What you need to do: Reproduce the records word for word, from their first line through the line that contains "64L163 50L149 36L129", including that line.

▼

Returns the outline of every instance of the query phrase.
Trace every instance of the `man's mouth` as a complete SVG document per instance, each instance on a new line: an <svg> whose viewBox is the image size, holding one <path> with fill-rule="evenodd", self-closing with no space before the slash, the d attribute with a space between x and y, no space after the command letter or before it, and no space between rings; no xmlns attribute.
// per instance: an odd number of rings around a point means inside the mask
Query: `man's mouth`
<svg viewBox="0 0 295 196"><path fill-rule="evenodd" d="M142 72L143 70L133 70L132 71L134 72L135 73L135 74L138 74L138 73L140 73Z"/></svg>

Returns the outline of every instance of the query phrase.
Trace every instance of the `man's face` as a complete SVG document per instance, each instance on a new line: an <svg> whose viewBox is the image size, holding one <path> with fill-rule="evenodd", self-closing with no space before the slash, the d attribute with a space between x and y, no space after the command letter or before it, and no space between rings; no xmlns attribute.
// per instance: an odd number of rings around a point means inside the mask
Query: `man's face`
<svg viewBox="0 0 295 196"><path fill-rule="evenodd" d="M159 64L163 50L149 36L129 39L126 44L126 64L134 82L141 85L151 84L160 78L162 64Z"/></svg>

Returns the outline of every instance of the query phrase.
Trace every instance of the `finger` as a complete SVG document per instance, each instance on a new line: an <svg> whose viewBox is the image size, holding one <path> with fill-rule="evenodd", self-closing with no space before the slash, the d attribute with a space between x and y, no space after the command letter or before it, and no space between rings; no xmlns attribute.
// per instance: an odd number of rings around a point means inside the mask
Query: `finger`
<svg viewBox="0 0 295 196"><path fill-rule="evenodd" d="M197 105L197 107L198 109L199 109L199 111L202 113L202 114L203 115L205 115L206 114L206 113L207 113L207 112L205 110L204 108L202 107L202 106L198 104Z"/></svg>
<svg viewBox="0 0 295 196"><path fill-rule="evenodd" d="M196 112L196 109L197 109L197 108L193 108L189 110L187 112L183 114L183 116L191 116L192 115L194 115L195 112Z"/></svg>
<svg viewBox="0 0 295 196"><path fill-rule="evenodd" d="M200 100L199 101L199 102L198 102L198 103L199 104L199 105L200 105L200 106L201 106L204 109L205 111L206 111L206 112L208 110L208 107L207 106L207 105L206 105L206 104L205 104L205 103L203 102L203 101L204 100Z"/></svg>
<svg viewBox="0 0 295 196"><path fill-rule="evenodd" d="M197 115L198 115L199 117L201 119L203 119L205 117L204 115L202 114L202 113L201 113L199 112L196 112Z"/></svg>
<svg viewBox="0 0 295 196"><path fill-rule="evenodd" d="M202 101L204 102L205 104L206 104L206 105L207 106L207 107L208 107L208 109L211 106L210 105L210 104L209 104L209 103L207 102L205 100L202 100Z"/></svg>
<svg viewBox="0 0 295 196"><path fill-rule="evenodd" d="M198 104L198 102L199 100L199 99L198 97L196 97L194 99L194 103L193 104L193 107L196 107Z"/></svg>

▲

Answer:
Returns the outline of every instance of the query phrase.
Trace every instance of the `man's mouth` as a complete SVG document per instance, each instance on a new line: an <svg> whose viewBox is the image size, holding one <path> with fill-rule="evenodd", self-closing with no space before the slash, the d attribute with a space between x and y, no space after the command letter or before it, and no space between rings; no xmlns attribute.
// per instance: an odd number of rings around a point means inside the mask
Query: `man's mouth`
<svg viewBox="0 0 295 196"><path fill-rule="evenodd" d="M142 72L143 70L133 70L132 71L134 72L135 73L135 74L138 74L138 73L140 73Z"/></svg>

Returns the outline of every instance of the query phrase.
Trace every instance of the `man's face` as a complete SVG document per instance, each instance on a new line: an <svg> whose viewBox is the image size, holding one <path> with fill-rule="evenodd", self-closing with no space before the slash, the d attribute with a space between x and y, no space after the command letter or before it, and no space between rings; no xmlns attribute.
// per instance: an odd number of rings around a point means inside the mask
Query: `man's face`
<svg viewBox="0 0 295 196"><path fill-rule="evenodd" d="M159 64L163 50L149 36L129 39L126 44L126 64L134 82L141 85L151 84L160 78L162 64Z"/></svg>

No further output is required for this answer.